▶ Exercise instructions:
**a)** Copy the part of the post on dried peas and colon cancer word for word, from "In a case-control" up to and including "of phytochemical compounds.".
**b)** In the post on dried peas and colon cancer, how many men and women took part in the case-control study?

Monday, 23 October 2017

Food Therapy: Dried Peas and Beans In Reduced Risk and Treatment of Colon Cancer

Kyle J. Norton

Dietary factors can influence cancers formation and growth, intake of dried peas may have a potential effect in reduced risk of colon cancer, a recent study suggested

Dried pea is a small but nutritionally mighty member of the legume family, genus Pisum belongings to the family Fabaceae with healthy source of proteins, fibers, vitamins and minerals.

Colon cancer is a condition characterized by cell growth disorderly and irregularly in the tissues of colon.

In a case-control designed study of 186 men and women with a mean of 58 years of age revealed that consumption of legumes such as dried beans, split peas, or lentils daily and regularly was inversely associated with reduced risk of colon cancer, after adjusting all potential confounding variables.

The relative risk odd ratio of colon cancer occurrence in these subjects was ameliorated substantially in compared to control.

Researchers also indicated that risk colon cancer decrease may be attributed to legumes dietary fiber together with enormous presences of phytochemical compounds.

Dr. Agurs-Collins T, the led author said, "Nurses working with African-Americans should encourage consumption of these foods to decrease this risk".

(Saved data entries)
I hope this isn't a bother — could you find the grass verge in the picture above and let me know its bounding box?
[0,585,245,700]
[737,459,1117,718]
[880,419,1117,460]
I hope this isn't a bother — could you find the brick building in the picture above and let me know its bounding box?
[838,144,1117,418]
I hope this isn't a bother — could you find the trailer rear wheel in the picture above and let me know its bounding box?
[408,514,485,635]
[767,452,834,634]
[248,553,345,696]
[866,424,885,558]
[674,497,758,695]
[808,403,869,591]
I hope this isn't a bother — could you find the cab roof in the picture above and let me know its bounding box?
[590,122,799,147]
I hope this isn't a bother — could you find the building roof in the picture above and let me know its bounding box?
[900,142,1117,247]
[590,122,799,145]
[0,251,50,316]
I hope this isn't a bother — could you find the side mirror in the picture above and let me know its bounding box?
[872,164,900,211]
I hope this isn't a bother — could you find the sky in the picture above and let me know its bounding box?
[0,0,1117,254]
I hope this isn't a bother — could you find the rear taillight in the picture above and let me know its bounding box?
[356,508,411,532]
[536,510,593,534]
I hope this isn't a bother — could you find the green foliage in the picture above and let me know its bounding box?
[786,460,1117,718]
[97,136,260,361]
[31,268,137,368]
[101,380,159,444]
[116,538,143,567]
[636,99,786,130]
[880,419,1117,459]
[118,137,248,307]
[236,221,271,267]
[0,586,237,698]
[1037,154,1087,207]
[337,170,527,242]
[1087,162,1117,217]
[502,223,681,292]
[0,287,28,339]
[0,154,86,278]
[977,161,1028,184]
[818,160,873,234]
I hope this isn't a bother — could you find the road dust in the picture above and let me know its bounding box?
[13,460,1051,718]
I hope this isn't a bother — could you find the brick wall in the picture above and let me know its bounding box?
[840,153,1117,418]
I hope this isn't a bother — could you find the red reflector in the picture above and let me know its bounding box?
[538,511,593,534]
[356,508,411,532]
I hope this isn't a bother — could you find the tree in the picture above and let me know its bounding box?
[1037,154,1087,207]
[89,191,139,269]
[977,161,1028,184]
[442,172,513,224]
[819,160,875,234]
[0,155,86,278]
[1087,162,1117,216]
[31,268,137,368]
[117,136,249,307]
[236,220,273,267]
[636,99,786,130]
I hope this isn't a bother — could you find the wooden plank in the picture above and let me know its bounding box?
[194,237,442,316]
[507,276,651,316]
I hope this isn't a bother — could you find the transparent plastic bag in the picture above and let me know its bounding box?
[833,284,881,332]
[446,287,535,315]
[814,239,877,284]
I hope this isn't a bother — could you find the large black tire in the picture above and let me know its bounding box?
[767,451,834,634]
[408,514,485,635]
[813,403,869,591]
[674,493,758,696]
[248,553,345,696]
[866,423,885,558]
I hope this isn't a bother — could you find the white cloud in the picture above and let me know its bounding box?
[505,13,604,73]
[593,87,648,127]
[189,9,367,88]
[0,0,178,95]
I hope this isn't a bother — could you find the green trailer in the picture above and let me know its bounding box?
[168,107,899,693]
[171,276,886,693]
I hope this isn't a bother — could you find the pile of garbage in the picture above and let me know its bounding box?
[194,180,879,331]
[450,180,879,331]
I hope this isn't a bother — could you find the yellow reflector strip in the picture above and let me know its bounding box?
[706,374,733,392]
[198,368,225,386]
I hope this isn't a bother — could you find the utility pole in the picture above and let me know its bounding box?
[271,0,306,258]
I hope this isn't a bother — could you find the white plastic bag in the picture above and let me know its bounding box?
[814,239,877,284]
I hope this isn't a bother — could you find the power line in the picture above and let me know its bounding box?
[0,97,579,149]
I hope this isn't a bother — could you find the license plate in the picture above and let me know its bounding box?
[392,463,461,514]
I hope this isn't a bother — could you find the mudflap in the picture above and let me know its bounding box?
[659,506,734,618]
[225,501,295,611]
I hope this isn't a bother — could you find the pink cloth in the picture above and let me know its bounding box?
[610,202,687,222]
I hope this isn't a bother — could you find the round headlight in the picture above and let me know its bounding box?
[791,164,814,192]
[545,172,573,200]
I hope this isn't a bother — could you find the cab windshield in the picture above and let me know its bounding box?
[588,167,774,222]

▶ Results in order:
**a)**
In a case-control designed study of 186 men and women with a mean of 58 years of age revealed that consumption of legumes such as dried beans, split peas, or lentils daily and regularly was inversely associated with reduced risk of colon cancer, after adjusting all potential confounding variables.

The relative risk odd ratio of colon cancer occurrence in these subjects was ameliorated substantially in compared to control.

Researchers also indicated that risk colon cancer decrease may be attributed to legumes dietary fiber together with enormous presences of phytochemical compounds.

**b)** 186